__Document__
= = =

An Overview of the Evolution
of Native American Cultures
About 17,000
years ago, with the world at the height of its last Ice Age, an icy bridge
across today’s Bering Strait served as the conduit for people following their
game herds from Siberia into Alaska.
From there, they trekked southward to the Rocky Mountains by about 10,000
years ago and from the Rockies moved eastward to the Atlantic coast. These peoples fashioned bows and arrows, war
clubs, and spears from wood and stone;
with the wooly mammoth extinct as they were in the midst of their
migrations across the plains and prairies of the upper West and Midwest, they
hunted small game, deer, moose, and the
American bison (buffalo). By about 1500
B. C. (CE), some of these hunter-gatherers learned to cultivate crops on land
along rivers, settling into small villages and developing distinct cultures.

= = =

__Dataset entries__
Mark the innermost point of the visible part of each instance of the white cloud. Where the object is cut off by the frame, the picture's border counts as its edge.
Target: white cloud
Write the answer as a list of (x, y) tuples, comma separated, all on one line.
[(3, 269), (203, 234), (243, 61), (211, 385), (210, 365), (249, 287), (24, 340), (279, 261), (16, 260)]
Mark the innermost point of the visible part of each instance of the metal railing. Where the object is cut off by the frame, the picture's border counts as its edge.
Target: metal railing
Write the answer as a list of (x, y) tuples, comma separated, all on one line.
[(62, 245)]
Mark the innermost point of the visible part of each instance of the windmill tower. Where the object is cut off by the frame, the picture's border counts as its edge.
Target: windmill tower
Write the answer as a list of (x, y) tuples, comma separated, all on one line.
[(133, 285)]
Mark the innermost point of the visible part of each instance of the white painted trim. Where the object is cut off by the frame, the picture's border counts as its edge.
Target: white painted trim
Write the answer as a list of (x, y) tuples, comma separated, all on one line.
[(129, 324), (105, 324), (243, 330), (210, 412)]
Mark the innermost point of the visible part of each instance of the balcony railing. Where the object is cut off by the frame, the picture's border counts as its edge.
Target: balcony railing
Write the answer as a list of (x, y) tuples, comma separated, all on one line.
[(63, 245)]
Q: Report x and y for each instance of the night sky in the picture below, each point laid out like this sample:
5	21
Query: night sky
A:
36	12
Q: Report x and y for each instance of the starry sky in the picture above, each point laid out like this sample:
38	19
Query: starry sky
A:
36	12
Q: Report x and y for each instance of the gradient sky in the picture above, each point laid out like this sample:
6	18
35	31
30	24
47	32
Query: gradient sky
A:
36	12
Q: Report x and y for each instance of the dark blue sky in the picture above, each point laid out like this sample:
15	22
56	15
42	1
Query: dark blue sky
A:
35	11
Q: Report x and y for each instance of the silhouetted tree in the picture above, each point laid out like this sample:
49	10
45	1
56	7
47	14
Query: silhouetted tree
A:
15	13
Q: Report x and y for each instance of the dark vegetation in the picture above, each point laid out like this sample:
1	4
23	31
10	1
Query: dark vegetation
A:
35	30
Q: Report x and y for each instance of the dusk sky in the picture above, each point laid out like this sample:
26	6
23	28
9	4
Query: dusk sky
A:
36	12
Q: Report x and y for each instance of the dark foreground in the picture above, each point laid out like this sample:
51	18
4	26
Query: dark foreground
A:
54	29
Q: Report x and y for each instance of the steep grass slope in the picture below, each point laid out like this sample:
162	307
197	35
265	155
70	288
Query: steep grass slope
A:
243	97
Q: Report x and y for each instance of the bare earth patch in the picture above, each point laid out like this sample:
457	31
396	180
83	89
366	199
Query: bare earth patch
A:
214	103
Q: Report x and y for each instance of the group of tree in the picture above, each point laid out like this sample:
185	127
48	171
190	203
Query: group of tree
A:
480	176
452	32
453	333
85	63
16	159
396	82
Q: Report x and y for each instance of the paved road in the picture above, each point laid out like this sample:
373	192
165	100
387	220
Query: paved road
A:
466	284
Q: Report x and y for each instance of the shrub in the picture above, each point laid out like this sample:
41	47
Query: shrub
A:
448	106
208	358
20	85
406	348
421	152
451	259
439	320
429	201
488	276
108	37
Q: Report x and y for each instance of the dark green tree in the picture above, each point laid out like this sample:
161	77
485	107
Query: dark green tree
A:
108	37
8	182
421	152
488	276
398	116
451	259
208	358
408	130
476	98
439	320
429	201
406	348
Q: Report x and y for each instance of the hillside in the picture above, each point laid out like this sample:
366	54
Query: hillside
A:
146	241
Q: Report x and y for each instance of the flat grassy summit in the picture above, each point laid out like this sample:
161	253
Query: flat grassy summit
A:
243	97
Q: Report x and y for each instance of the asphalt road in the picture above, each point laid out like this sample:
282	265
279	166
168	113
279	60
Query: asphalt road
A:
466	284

= = =

__Direction 1__
In the overview of Native American cultures, rewrite the paragraph that begins "About 17,000 years ago" as a short bulleted list that keeps its main facts.
__Direction 2__
According to the overview of Native American cultures, what served as the conduit for people moving from Siberia into Alaska?
__Direction 3__
List every animal or kind of game that the overview of Native American cultures says these peoples hunted.

__Task result 1__
- About 17,000 years ago, during the last Ice Age, people following game herds crossed an icy bridge over today's Bering Strait from Siberia into Alaska.
- By about 10,000 years ago they had trekked south to the Rocky Mountains, and from there they moved east to the Atlantic coast.
- They made bows and arrows, war clubs, and spears from wood and stone.
- With the wooly mammoth extinct, they hunted small game, deer, moose, and American bison.
- By about 1500 B.C., some of these hunter-gatherers learned to grow crops on land along rivers, settled into small villages, and developed distinct cultures.

__Task result 2__
An icy bridge across today's Bering Strait served as the conduit.

__Task result 3__
- Small game
- Deer
- Moose
- American bison (buffalo)